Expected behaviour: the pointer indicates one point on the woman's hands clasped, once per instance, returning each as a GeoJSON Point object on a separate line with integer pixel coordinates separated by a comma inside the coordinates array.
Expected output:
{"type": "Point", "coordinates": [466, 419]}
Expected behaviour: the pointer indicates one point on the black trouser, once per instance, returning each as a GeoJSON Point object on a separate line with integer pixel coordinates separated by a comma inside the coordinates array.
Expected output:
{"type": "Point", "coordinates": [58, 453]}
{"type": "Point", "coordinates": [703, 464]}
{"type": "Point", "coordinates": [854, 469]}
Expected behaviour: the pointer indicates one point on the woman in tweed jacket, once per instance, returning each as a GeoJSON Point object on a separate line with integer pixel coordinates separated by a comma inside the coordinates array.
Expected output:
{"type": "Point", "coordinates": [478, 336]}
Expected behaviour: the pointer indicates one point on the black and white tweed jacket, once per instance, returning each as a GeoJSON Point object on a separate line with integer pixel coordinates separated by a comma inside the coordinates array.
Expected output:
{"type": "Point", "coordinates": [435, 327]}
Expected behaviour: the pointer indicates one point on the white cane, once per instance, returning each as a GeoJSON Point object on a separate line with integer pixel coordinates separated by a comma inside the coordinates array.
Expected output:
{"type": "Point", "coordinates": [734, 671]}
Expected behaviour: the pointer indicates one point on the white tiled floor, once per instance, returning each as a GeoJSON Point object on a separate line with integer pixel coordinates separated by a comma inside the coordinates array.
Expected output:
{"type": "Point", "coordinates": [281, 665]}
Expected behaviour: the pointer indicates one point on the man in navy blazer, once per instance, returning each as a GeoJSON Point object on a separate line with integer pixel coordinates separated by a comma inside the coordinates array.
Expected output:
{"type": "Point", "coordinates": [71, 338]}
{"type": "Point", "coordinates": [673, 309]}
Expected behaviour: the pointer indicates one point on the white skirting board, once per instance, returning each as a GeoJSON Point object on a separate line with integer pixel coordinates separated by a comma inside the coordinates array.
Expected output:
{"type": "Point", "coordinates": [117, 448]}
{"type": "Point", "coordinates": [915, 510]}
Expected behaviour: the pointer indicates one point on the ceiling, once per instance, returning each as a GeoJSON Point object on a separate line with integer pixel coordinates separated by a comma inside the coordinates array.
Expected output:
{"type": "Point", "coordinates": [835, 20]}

## Required work:
Reproduce all the rows above word for word, keeping every line in its original order.

## Answer below:
Expected behaviour: the pointer indicates one point on the woman's hands clasped, once per instance, returning each as a GeoJSON Point object on a separate line with integer pixel coordinates separated by a comma inside the coordinates array.
Expected output:
{"type": "Point", "coordinates": [466, 419]}
Expected behaviour: the pointer indicates one point on the black trouser, once per instance, returning each as a GeoJSON Point object on a separate line with integer pixel coordinates separated by a comma inside the coordinates array.
Expected output:
{"type": "Point", "coordinates": [58, 453]}
{"type": "Point", "coordinates": [703, 464]}
{"type": "Point", "coordinates": [854, 469]}
Expected behaviour: the pointer indicates one point on the woman in tweed jacket, once per instance, returning each as a GeoJSON Point object on a separate line with integer pixel coordinates separated by a comma inside the coordinates array.
Expected output:
{"type": "Point", "coordinates": [478, 336]}
Expected behaviour: the pointer indicates one point on the black and white tweed jacket, once per instance, returning each as a GeoJSON Point object on a separate line with integer pixel coordinates separated by a comma inside the coordinates array.
Expected output:
{"type": "Point", "coordinates": [435, 327]}
Expected behaviour: the pointer indicates one point on the white cane, once per instance, returning each as a GeoJSON Point object on a separate line with integer pixel coordinates separated by a comma inside the coordinates array.
Expected output:
{"type": "Point", "coordinates": [734, 671]}
Expected behaviour: the pointer indicates one point on the white tiled floor, once per instance, returning each as a GeoJSON Point object on a separate line with integer pixel coordinates separated by a comma inside the coordinates array.
Expected output:
{"type": "Point", "coordinates": [281, 665]}
Expected behaviour: the pointer indicates one point on the man in navy blazer, once per instance, returning each as a GeoJSON Point object on a separate line with integer pixel coordinates separated by a comma inside the coordinates array.
Expected output:
{"type": "Point", "coordinates": [71, 338]}
{"type": "Point", "coordinates": [673, 309]}
Expected behaviour: the pointer indicates one point on the white skirting board, once per instance, returning each as a GeoJSON Point object on a separate line with integer pixel coordinates separated by a comma inside the coordinates array.
Expected output:
{"type": "Point", "coordinates": [117, 448]}
{"type": "Point", "coordinates": [915, 510]}
Expected behaviour: the pointer indicates one point on the ceiling, once per instance, returning each as a GeoJSON Point object on a separate line with integer pixel coordinates separated by a comma inside the coordinates array.
Expected output:
{"type": "Point", "coordinates": [835, 20]}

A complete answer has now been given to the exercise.